STATED GOAL -
Copy verbatim the part of the items below that opens with the line containing "Target: cat's eye" and continues through the end of the items.

[Point-based annotation data]
════════

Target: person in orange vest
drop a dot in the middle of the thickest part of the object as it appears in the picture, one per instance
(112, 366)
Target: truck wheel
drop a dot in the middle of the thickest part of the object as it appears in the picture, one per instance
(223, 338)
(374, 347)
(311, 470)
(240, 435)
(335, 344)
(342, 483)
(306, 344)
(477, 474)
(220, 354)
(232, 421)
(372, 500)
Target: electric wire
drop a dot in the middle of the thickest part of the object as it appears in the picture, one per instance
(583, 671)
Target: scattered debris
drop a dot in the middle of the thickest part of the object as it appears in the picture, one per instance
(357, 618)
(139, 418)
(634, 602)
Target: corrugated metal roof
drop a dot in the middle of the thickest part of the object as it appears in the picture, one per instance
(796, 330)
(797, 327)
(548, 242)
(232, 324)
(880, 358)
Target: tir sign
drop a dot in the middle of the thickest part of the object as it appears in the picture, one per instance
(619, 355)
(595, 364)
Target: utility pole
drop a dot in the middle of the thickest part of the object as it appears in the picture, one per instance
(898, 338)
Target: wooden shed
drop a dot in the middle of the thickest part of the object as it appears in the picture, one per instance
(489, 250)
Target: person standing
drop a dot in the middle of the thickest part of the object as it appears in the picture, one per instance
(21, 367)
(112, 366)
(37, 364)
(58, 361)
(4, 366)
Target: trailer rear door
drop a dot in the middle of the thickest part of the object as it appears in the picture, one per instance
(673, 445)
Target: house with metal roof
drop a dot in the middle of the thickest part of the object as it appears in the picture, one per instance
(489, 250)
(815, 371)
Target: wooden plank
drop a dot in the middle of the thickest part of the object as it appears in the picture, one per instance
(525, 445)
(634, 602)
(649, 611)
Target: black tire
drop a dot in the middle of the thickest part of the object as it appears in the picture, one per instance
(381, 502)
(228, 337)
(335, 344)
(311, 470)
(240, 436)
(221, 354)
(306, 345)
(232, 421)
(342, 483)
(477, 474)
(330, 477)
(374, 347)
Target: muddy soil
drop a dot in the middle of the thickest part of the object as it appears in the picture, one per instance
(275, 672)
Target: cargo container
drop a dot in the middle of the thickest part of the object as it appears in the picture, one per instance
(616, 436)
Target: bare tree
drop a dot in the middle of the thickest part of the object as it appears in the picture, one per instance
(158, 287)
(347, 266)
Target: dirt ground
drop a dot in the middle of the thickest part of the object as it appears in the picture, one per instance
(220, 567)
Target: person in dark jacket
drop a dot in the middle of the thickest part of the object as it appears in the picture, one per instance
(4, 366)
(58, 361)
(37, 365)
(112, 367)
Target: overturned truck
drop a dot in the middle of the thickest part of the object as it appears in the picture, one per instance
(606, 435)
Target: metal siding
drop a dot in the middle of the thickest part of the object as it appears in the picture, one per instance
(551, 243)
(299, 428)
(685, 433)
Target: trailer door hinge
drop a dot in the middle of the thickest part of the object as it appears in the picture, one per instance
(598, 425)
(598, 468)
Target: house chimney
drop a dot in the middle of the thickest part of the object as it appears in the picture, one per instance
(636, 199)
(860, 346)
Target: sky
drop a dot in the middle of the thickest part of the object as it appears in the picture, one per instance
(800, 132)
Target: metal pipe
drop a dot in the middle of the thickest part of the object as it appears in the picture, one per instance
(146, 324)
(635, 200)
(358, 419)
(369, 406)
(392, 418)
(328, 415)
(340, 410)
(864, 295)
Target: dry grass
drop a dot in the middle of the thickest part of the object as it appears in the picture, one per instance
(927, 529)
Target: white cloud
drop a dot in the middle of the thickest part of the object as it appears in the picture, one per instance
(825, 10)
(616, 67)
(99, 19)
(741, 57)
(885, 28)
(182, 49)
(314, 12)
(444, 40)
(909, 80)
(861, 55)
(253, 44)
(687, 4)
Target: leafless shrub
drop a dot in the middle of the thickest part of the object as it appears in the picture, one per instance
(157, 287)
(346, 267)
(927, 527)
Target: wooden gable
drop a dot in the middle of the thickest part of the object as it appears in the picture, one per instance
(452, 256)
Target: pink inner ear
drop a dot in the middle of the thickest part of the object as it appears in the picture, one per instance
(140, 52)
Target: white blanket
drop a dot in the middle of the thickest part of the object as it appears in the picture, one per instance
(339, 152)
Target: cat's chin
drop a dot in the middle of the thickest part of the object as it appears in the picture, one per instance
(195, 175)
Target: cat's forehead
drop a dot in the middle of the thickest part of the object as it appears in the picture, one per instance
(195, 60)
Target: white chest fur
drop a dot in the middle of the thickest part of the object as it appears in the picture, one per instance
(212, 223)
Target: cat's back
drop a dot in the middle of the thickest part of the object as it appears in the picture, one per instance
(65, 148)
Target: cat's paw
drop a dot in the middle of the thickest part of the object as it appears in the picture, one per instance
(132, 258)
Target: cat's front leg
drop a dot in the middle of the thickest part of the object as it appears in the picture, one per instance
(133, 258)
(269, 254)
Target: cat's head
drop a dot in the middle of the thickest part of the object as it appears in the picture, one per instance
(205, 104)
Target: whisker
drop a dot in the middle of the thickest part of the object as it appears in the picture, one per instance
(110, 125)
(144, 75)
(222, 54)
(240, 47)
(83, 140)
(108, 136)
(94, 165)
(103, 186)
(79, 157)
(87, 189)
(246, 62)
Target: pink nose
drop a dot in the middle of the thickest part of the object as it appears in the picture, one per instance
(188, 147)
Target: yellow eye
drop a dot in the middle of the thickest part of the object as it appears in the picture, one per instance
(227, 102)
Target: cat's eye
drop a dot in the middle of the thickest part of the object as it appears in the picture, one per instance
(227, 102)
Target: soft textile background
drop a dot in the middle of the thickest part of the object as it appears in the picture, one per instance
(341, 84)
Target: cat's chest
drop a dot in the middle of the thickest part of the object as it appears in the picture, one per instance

════════

ANSWER TO THIS TASK -
Target: cat's eye
drop a dot in the middle of the thickest part of the object as it appears in the picture, one per instance
(227, 102)
Target: soft textile background
drop a dot in the middle of the thickest part of the object as it appears in the picture, one per instance
(341, 84)
Target: cat's chest
drop a dot in the middle of the thickest part of the object as it appears in the picture, one per instance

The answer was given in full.